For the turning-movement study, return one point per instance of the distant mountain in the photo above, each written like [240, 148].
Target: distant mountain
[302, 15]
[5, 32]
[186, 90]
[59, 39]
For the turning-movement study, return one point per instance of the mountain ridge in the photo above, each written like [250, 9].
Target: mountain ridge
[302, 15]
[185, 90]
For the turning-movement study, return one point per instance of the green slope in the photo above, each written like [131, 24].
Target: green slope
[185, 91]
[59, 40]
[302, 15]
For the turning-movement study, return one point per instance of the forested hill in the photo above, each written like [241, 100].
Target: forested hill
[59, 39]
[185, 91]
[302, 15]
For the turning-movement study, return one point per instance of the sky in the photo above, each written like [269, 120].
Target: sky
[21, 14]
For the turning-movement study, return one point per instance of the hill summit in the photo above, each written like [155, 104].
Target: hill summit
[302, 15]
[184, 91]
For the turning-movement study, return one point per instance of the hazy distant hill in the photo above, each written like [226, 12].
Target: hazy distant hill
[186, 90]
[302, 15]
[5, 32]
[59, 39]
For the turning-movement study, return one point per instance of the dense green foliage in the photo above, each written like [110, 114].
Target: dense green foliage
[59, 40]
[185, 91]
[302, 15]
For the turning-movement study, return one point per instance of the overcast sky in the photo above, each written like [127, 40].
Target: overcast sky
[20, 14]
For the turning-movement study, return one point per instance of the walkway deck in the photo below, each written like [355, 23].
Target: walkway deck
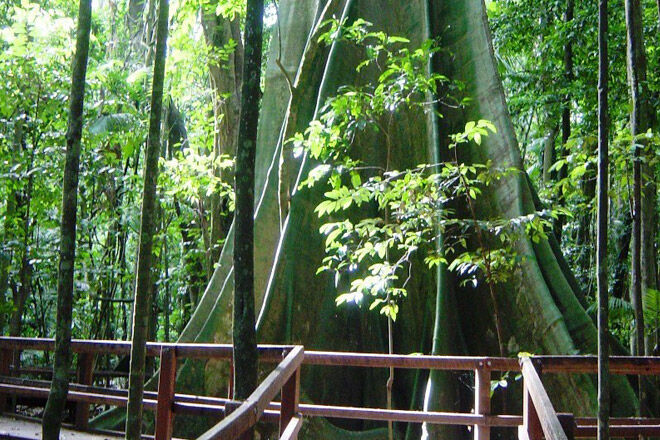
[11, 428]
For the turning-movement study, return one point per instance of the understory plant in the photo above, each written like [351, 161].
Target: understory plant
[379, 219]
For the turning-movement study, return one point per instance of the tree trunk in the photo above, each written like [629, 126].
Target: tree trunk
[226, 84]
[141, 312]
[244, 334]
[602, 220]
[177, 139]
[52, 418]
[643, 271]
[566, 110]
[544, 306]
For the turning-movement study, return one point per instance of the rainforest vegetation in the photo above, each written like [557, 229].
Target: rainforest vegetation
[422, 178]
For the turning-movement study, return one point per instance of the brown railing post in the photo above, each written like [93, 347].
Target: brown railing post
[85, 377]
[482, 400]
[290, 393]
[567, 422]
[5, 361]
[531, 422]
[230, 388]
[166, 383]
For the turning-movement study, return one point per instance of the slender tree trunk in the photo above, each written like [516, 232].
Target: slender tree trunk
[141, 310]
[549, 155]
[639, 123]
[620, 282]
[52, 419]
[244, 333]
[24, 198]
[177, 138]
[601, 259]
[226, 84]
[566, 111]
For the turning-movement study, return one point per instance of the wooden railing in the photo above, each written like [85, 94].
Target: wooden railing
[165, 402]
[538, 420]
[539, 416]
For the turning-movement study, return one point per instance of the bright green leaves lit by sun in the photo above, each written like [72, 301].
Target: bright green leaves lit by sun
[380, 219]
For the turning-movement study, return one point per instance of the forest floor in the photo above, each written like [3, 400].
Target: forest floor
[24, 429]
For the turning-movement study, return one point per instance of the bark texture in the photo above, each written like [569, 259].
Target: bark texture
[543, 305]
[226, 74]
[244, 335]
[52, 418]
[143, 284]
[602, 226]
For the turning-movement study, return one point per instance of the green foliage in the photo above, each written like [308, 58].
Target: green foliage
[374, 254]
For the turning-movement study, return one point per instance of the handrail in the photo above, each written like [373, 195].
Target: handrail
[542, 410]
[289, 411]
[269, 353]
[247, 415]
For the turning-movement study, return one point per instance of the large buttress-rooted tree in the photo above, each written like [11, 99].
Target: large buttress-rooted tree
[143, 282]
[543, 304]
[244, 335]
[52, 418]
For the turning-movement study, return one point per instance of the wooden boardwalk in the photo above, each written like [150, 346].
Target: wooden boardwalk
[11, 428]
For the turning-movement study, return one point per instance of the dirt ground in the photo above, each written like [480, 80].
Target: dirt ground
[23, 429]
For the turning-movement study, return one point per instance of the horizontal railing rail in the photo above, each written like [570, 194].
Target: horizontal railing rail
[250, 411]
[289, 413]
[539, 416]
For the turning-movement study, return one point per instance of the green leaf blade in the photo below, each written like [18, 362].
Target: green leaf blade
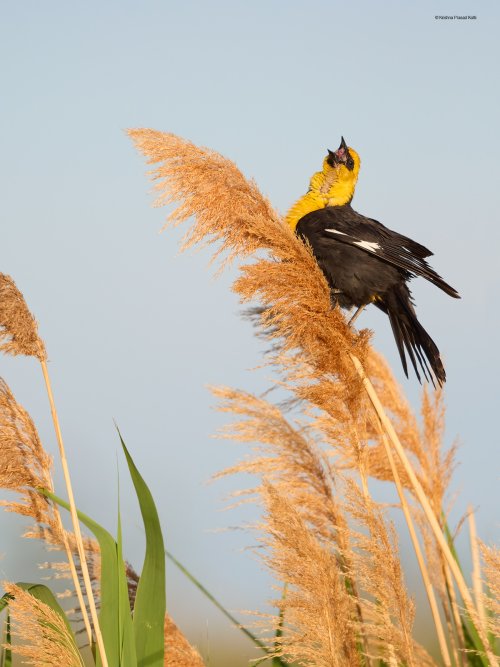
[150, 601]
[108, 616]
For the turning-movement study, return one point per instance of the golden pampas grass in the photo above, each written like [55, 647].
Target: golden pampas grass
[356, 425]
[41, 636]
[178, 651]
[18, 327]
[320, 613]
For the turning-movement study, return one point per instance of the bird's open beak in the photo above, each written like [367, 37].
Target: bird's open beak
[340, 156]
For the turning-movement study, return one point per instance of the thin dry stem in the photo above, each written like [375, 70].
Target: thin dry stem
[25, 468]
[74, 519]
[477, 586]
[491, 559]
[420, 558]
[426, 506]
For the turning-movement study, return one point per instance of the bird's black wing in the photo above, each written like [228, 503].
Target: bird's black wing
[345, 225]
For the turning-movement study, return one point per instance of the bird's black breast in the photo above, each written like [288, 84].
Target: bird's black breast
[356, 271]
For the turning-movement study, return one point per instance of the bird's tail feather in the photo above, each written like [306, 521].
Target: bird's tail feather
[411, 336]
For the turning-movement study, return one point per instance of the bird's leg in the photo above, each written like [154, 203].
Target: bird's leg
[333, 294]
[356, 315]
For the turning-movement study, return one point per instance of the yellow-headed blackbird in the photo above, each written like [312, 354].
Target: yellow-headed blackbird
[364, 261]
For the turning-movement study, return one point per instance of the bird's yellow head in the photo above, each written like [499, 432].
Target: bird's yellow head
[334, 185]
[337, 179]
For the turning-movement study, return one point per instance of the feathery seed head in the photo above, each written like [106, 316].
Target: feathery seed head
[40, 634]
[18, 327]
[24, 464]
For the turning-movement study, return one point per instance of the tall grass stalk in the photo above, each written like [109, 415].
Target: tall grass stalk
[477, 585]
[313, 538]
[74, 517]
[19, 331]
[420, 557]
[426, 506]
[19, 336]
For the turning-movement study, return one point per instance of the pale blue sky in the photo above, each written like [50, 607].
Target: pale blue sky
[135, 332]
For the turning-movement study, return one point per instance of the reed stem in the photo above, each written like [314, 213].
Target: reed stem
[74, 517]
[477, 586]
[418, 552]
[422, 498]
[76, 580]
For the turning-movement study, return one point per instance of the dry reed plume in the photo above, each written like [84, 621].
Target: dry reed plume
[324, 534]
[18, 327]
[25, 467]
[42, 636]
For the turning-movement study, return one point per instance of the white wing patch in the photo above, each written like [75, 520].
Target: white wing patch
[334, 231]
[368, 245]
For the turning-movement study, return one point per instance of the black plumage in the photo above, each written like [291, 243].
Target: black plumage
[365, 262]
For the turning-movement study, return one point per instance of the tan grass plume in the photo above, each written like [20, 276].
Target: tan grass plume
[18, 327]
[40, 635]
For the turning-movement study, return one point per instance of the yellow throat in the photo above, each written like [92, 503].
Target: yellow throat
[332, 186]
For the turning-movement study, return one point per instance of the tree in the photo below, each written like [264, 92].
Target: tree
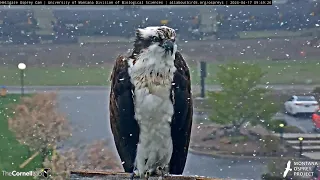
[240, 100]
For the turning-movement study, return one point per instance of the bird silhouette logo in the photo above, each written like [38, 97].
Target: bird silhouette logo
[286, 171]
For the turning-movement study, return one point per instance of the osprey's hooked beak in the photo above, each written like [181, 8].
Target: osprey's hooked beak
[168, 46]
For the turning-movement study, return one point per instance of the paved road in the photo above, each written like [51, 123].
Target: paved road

▶ Work instructions
All of the data above should be quoted exactly, except for the pictures.

▶ The answer
For the turning-movement study, return one point per instance of the distant mountain in the photo above, each written like [240, 148].
Target: distant mountain
[302, 15]
[5, 32]
[186, 90]
[59, 39]
For the turning-movement study, return one point per instance of the mountain ridge in the photo above, each written like [250, 9].
Target: mountain ridge
[302, 15]
[185, 90]
For the turning-movement study, return one point per instance of the green slope in the photo above, each written like [131, 24].
Target: green slope
[185, 91]
[59, 40]
[302, 15]
For the turning-movement study, return one point per instance of the forested hill in the photo above, each written like [241, 100].
Target: forested hill
[59, 39]
[185, 91]
[302, 15]
For the turning-movement study, return one point per instance of the sky in the photo above, each written like [269, 120].
Target: sky
[21, 14]
For the turning-movement study, return one point per instance of the hill summit in the photo above, each written like [155, 104].
Target: hill summit
[302, 15]
[184, 91]
For the turning-movement study, return one point per instance of the hazy distant hill in the photo above, each written like [226, 12].
Target: hazy distant hill
[186, 90]
[302, 15]
[5, 32]
[59, 39]
For the turning-movement study, return one point per instance of the dense green foliage in the photo above, each written like [110, 114].
Target: dense green foliage
[59, 40]
[185, 91]
[302, 15]
For the turning-movement study, return one point per instance of the overcast sky in the photo above, each written like [127, 40].
Target: overcast sky
[20, 14]
For the turning-movement study, return one point per instance of the walkway deck in the photo below, each written like [355, 23].
Target: walkway deck
[11, 428]
For the turning-movement study, return one point per instance of the understory plant in the photo above, each written like [351, 161].
Target: understory plant
[379, 219]
For the turning-movement study, return one point per instance of the tree trunk in the photo above, each written like [629, 126].
Target: tree trunk
[226, 84]
[141, 312]
[244, 334]
[602, 220]
[177, 139]
[52, 418]
[643, 271]
[566, 110]
[544, 306]
For the turning-movement study, return one point per instance of the rainforest vegetation in the photo above, each written like [557, 229].
Target: rainforest vegetation
[422, 178]
For the turning-movement study, return one point per instance of the brown railing post in the photo above, each written like [93, 347].
Target: brown railing post
[85, 377]
[482, 400]
[290, 393]
[567, 422]
[5, 361]
[531, 422]
[230, 388]
[166, 383]
For the turning-movement study, return one point per instance of the slender tree trunk in the photo above, each written like [516, 232].
Target: slender tree trunk
[141, 310]
[549, 155]
[639, 123]
[620, 282]
[52, 419]
[244, 333]
[24, 198]
[177, 138]
[601, 259]
[226, 84]
[566, 111]
For the turning-movement study, return one point per instance of the wooden railing in the photo above, each written like [85, 94].
Target: wooden railing
[165, 402]
[538, 420]
[539, 416]
For the turning-movement study, return one point per instance of the bright green leaves lit by sun in the photo above, each written like [72, 301].
Target: bright green leaves lit by sun
[380, 219]
For the turning-movement study, return one point per instance of the forest floor in the photo above, each written like [3, 400].
Target: forest floor
[24, 429]
For the turning-movement study, return one point per instance of the bark texture in the photo above, each written like [569, 259].
Target: bark texture
[543, 305]
[226, 74]
[244, 335]
[52, 418]
[143, 284]
[602, 226]
For the turning-movement study, return one point per instance of the green foliage in the photo above, each written like [308, 58].
Target: green foliage
[374, 254]
For the turning-movement study, return one point per instance of the handrail in the photo above, each written like [373, 195].
Target: handrail
[542, 410]
[289, 411]
[269, 353]
[247, 415]
For the turning-movement study, return one point per instance of the large buttress-rooted tree in the photo above, each written like [11, 99].
Target: large buttress-rooted tree
[143, 282]
[543, 304]
[244, 335]
[52, 418]
For the turning-movement study, return one point per instance of the wooden boardwalk in the photo above, each written like [150, 346].
Target: wooden boardwalk
[11, 428]
For the turning-movement study, return one point per instance of the dirt ground in the photo above, each written like [480, 80].
Target: dirt ground
[23, 429]
For the turning-movement study, return one point per instance of the horizontal railing rail in the photo above, each written like [570, 194].
Target: horizontal railing rail
[250, 411]
[289, 413]
[539, 416]
For the turning-movement study, return one point per instance of the green leaf blade in the photo below, each written like [18, 362].
Target: green leaf blade
[150, 601]
[108, 616]
For the turning-movement study, return one point per instance of the golden pampas grass in the photo above, each written like [55, 647].
Target: golden pampas grass
[356, 425]
[41, 636]
[178, 651]
[18, 327]
[320, 613]
For the turning-movement study, return one point per instance of the bird's open beak in the photo above, each written like [367, 37].
Target: bird's open beak
[340, 156]
For the turning-movement study, return one point per instance of the thin dry stem in the photo above, each written like [375, 70].
Target: thin dry stem
[25, 468]
[74, 519]
[477, 586]
[491, 559]
[420, 558]
[426, 506]
For the turning-movement study, return one point per instance of the bird's black wing in the photo above, each written like [228, 503].
Target: bird's black wing
[345, 225]
For the turning-movement study, return one point per instance of the bird's black breast in the photo above, each written like [288, 84].
Target: bird's black breast
[356, 271]
For the turning-movement study, return one point per instance of the bird's tail feather in the photo above, each written like [306, 521].
Target: bird's tail feather
[411, 336]
For the turning-movement study, return one point per instance of the bird's leg in the photo above, each written like [154, 203].
Target: bird's leg
[333, 294]
[356, 315]
For the turning-movement study, return one point per instance of the yellow-headed blackbird in the photo above, each written like [312, 354].
Target: yellow-headed blackbird
[364, 261]
For the turning-movement study, return one point per instance of the bird's yellow head in the photo above, each written like [499, 432].
Target: bird's yellow head
[334, 185]
[337, 179]
For the turning-movement study, return one point per instance of the feathery seed head in the photo above, each written like [106, 316].
Target: feathery seed head
[40, 634]
[18, 327]
[24, 464]
For the turning-movement study, return one point per instance of the tall grass stalk in the photo above, each written like [109, 415].
Target: tall grass stalk
[477, 585]
[313, 538]
[74, 517]
[19, 331]
[420, 557]
[426, 506]
[19, 336]
For the turning-movement study, return one point per instance of the pale blue sky in the photo above, each written like [50, 607].
Target: pale blue sky
[135, 332]
For the turning-movement study, return one point per instance of the reed stem in the photo above, each written like [314, 213].
Target: reed stem
[74, 517]
[477, 586]
[418, 552]
[422, 498]
[76, 580]
For the turning-movement study, return one point per instance of the dry reed plume in the photo above, each written like [84, 621].
Target: dry reed plume
[324, 534]
[18, 327]
[25, 467]
[42, 636]
For the turning-movement study, return one point per instance of the white wing patch in the photo above, each written like [75, 520].
Target: white wing patch
[334, 231]
[368, 245]
For the turning-movement study, return one point per instance of the black plumage in the photo above, each written like [291, 243].
Target: black plumage
[365, 262]
For the turning-movement study, return one point per instance of the tan grass plume in the photo above, each written like [20, 276].
Target: tan grass plume
[18, 327]
[40, 635]
For the turning-movement study, return one point per instance of the yellow throat in the photo above, each written like [92, 503].
Target: yellow throat
[332, 186]
For the turning-movement study, return one point per instance of the tree in the photo below, each written like [264, 92].
Target: tree
[240, 100]
For the turning-movement study, return one point per instance of the bird silhouette logo in the photo above, each written like [38, 97].
Target: bird silhouette logo
[286, 171]
For the turning-movement study, return one point per instance of the osprey's hooked beak in the photo above, each written like [181, 8].
Target: osprey's hooked beak
[168, 46]
For the turning-movement study, return one point per instance of the paved road in the photo above, each written like [51, 123].
Target: paved road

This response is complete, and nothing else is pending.